**Rows:**

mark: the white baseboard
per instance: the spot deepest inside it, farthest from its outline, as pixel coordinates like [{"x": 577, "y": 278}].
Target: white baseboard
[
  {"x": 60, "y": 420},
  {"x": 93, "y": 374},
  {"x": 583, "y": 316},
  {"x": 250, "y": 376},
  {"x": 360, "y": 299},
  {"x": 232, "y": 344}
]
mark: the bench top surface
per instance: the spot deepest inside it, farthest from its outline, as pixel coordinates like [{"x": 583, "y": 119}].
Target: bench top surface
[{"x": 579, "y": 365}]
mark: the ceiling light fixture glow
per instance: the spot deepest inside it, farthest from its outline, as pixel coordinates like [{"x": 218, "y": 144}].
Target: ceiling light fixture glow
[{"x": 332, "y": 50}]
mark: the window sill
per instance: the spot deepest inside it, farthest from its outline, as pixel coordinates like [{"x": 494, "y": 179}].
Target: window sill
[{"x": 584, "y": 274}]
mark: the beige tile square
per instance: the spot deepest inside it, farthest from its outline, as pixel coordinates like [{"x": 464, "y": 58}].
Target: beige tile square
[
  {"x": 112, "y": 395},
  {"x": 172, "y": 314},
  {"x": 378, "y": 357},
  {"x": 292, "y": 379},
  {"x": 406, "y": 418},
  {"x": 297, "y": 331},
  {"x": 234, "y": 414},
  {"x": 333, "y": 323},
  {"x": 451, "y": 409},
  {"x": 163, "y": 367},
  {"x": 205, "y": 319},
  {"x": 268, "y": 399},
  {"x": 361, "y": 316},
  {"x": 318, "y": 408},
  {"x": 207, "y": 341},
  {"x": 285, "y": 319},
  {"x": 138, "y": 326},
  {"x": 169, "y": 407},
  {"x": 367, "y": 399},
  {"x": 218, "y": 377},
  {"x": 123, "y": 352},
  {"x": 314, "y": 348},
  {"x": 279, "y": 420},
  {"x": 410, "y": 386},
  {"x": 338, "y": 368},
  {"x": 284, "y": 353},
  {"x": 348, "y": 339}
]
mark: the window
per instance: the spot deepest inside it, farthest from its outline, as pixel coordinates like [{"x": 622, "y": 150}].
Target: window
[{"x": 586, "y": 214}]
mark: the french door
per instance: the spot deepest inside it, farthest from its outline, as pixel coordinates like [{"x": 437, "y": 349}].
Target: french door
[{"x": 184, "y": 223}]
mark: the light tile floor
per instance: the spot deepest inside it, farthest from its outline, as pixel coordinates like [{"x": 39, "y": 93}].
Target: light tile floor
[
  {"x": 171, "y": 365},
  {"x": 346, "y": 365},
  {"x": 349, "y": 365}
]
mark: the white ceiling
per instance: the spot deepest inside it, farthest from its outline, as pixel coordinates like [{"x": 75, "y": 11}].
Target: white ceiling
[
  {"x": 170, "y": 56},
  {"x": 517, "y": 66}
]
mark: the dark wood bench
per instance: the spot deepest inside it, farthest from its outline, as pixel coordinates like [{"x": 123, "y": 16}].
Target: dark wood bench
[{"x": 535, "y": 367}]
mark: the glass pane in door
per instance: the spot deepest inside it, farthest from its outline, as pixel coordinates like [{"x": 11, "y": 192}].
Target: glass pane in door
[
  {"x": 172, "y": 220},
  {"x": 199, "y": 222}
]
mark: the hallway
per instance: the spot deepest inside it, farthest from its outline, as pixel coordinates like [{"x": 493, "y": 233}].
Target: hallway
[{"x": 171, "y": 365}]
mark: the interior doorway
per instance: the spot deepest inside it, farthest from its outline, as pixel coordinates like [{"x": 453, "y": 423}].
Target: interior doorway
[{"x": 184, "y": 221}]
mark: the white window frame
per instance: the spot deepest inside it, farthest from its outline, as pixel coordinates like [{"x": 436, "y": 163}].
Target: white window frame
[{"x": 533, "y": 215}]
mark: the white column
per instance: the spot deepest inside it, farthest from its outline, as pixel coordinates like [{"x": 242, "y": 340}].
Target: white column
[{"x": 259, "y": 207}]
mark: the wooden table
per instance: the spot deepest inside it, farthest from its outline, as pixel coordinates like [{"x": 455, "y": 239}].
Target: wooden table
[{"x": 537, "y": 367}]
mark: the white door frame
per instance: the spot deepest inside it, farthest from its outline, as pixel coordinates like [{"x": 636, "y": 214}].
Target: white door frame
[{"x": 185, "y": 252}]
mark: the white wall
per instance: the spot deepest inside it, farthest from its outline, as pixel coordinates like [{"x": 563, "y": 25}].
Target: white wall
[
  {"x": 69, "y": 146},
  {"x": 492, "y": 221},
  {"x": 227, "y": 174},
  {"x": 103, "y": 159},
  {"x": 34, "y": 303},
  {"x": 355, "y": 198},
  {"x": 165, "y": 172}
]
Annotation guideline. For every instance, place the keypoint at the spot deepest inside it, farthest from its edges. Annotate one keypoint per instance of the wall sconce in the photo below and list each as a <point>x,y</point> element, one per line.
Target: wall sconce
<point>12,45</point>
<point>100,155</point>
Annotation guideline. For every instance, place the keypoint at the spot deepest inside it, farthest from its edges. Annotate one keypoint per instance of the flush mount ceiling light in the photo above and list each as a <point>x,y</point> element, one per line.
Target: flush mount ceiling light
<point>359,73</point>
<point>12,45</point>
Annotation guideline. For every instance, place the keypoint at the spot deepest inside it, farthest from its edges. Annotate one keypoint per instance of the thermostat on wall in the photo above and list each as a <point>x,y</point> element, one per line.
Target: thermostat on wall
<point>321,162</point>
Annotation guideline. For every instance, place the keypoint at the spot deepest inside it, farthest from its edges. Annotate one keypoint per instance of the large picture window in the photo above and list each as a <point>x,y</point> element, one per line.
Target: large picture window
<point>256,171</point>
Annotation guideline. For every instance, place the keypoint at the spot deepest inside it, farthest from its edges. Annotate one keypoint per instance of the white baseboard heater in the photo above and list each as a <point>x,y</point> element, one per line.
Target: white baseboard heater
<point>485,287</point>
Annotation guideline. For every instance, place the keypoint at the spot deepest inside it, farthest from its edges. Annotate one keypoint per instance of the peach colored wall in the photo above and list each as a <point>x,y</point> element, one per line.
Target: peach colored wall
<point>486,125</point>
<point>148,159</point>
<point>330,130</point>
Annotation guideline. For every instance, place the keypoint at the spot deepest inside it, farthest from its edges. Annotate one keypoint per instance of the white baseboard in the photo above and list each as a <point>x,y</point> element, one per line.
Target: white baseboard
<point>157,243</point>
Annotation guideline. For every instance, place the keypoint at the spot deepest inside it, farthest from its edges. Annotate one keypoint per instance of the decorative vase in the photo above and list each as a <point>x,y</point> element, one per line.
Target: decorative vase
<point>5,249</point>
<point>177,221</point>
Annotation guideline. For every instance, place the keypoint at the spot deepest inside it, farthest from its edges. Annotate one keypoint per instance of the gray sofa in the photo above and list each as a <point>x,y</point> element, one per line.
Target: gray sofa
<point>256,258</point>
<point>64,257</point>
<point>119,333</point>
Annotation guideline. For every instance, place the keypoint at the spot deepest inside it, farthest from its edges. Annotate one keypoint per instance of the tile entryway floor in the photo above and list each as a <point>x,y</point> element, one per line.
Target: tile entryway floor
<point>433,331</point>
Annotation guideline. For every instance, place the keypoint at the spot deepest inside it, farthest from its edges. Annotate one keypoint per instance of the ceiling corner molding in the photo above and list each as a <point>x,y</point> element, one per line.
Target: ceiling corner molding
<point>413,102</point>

**Task description:** Print every one of the records above again, line for line, with no changes.

**Answer for the task:**
mark: the white baseboard
per instance: the spot deepest inside it, farthest from its outline, as pixel coordinates like [{"x": 577, "y": 278}].
Target: white baseboard
[
  {"x": 60, "y": 420},
  {"x": 93, "y": 374},
  {"x": 583, "y": 316},
  {"x": 250, "y": 376},
  {"x": 360, "y": 299},
  {"x": 232, "y": 344}
]
mark: the bench top surface
per instance: the spot deepest inside it, farthest from its outline, as pixel coordinates like [{"x": 583, "y": 119}].
Target: bench top surface
[{"x": 579, "y": 365}]
mark: the ceiling light fixture glow
per instance: the spot deepest inside it, farthest from its outline, as pixel coordinates like [{"x": 218, "y": 144}].
Target: ceiling light fixture glow
[{"x": 332, "y": 50}]
mark: the window sill
per instance: the spot deepest inside it, farthest from its outline, as pixel coordinates like [{"x": 494, "y": 179}].
Target: window sill
[{"x": 584, "y": 274}]
mark: the beige tile square
per instance: the spot deepest inside it, farthest from its outline, as pixel coordinates like [{"x": 464, "y": 58}].
Target: beige tile square
[
  {"x": 112, "y": 395},
  {"x": 172, "y": 314},
  {"x": 378, "y": 357},
  {"x": 292, "y": 379},
  {"x": 406, "y": 418},
  {"x": 297, "y": 331},
  {"x": 234, "y": 414},
  {"x": 333, "y": 323},
  {"x": 451, "y": 409},
  {"x": 163, "y": 367},
  {"x": 205, "y": 319},
  {"x": 268, "y": 399},
  {"x": 361, "y": 316},
  {"x": 318, "y": 408},
  {"x": 207, "y": 341},
  {"x": 285, "y": 319},
  {"x": 138, "y": 326},
  {"x": 169, "y": 407},
  {"x": 367, "y": 399},
  {"x": 218, "y": 377},
  {"x": 123, "y": 352},
  {"x": 314, "y": 348},
  {"x": 279, "y": 420},
  {"x": 410, "y": 386},
  {"x": 338, "y": 368},
  {"x": 284, "y": 353},
  {"x": 348, "y": 339}
]
mark: the window
per instance: the spot deepest inside it, farthest from its outline, as pixel coordinates like [{"x": 622, "y": 150}].
Target: window
[{"x": 586, "y": 214}]
mark: the french door
per instance: the spot deepest inside it, farthest from its outline, as pixel coordinates like [{"x": 437, "y": 349}].
Target: french door
[{"x": 184, "y": 223}]
mark: the light tile floor
per instance: the spot deepest inside it, farthest from its outline, as pixel coordinates like [{"x": 39, "y": 93}].
Target: light tile floor
[
  {"x": 171, "y": 365},
  {"x": 346, "y": 365},
  {"x": 349, "y": 365}
]
mark: the white ceiling
per instance: the spot deepest inside it, farthest from its outline, as pixel coordinates like [{"x": 75, "y": 11}].
Target: white ceiling
[
  {"x": 170, "y": 56},
  {"x": 517, "y": 66}
]
mark: the dark wood bench
per instance: the spot deepest inside it, farthest from its outline, as pixel coordinates like [{"x": 123, "y": 16}].
Target: dark wood bench
[{"x": 535, "y": 367}]
mark: the glass pane in door
per instance: the spot deepest inside it, farthest from its outline, as pixel coordinates like [{"x": 11, "y": 192}].
Target: glass pane in door
[
  {"x": 172, "y": 220},
  {"x": 199, "y": 222}
]
mark: the hallway
per instance: the spot deepest inside it, farthest from its outline, as pixel coordinates like [{"x": 493, "y": 233}].
Target: hallway
[{"x": 171, "y": 365}]
mark: the interior doorway
per instance: the spot deepest inside it, farthest from its outline, as pixel coordinates like [{"x": 453, "y": 423}].
Target: interior doorway
[{"x": 184, "y": 221}]
mark: the white window frame
per instance: the spot deepest inside it, farthest from its outline, as pixel coordinates like [{"x": 436, "y": 163}].
Target: white window frame
[{"x": 533, "y": 215}]
mark: the white column
per instance: the spot deepest inside it, farthest from its outline, as pixel coordinates like [{"x": 242, "y": 340}].
Target: white column
[{"x": 259, "y": 207}]
mark: the wooden table
per instance: the spot deepest inside it, farthest from its outline, as pixel coordinates like [{"x": 455, "y": 239}].
Target: wooden table
[{"x": 537, "y": 367}]
mark: the white door frame
per instance: the spot deepest inside it, farthest from its outline, as pixel coordinates like [{"x": 636, "y": 214}].
Target: white door frame
[{"x": 185, "y": 252}]
mark: the white wall
per instance: the spot deepest inside it, farthest from its outline, as pixel coordinates like [{"x": 563, "y": 25}].
Target: white wall
[
  {"x": 69, "y": 146},
  {"x": 492, "y": 221},
  {"x": 227, "y": 174},
  {"x": 103, "y": 159},
  {"x": 34, "y": 303},
  {"x": 355, "y": 198},
  {"x": 165, "y": 172}
]
Annotation guideline. For every instance, place the keypoint at the spot deepest inside it, farthest from its edges. Annotate one keypoint per instance of the wall sconce in the photo below and list each as a <point>x,y</point> element, one per line.
Target: wall sconce
<point>12,45</point>
<point>100,155</point>
Annotation guideline. For every instance, place the keypoint at the spot deepest inside it, farthest from its edges. Annotate one keypoint per instance of the flush mount ceiling light in the photo above and list each as a <point>x,y</point> element, one per line.
Target: flush mount ceiling light
<point>359,73</point>
<point>12,45</point>
Annotation guideline. For every instance, place the keypoint at the spot deepest inside it, farthest from its edges. Annotate one keypoint per instance of the thermostat on wall in the photo above and list each as a <point>x,y</point> element, one per line.
Target: thermostat on wall
<point>321,162</point>
Annotation guideline. For every instance, place the keypoint at the spot deepest inside it, farthest from its edges. Annotate one keypoint per instance of the large picture window in the photo above and list each as a <point>x,y</point> element, one per line.
Target: large picture window
<point>256,171</point>
Annotation guideline. For every instance, place the keypoint at the spot deepest inside it, farthest from its edges. Annotate one keypoint per instance of the white baseboard heater in the photo above and list each as a <point>x,y</point> element, one per line.
Target: white baseboard heater
<point>485,287</point>
Annotation guideline. For every instance, place the keypoint at the spot deepest inside it, farthest from its edges. Annotate one keypoint per instance of the peach colored wall in the photo above and list each as a <point>x,y</point> element, one per line.
Target: peach colored wall
<point>486,125</point>
<point>148,159</point>
<point>330,130</point>
Annotation guideline. For every instance, place the keypoint at the spot deepest inside it, farthest from its edges. Annotate one keypoint per instance of the white baseboard in the photo above and list each as a <point>x,y</point> element, one per line.
Target: white baseboard
<point>157,243</point>
Annotation guideline. For every instance, place the keypoint at the spot deepest inside it, farthest from its edges. Annotate one keypoint per instance of the decorative vase in the photo above and list each as a <point>x,y</point> element, one per line.
Target: decorative vase
<point>5,249</point>
<point>177,221</point>
Annotation guideline. For every instance, place the keypoint at the spot deepest inside it, farthest from its edges. Annotate one keypoint per instance of the gray sofa in the photo above and list each as a <point>x,y</point> element, one per line.
Target: gray sofa
<point>256,258</point>
<point>64,257</point>
<point>119,333</point>
Annotation guideline. For every instance, place the keypoint at the spot deepest inside it, farthest from its edges. Annotate one keypoint per instance of the tile entryway floor in the photo above and list each as a <point>x,y</point> element, one per line.
Target: tile entryway floor
<point>433,331</point>
Annotation guideline. For every instance, place the keypoint at the spot deepest inside it, farthest from its edges. Annotate one keypoint per instance of the ceiling corner molding in the photo above and list each as a <point>x,y</point> element, one per line.
Target: ceiling corner molding
<point>413,102</point>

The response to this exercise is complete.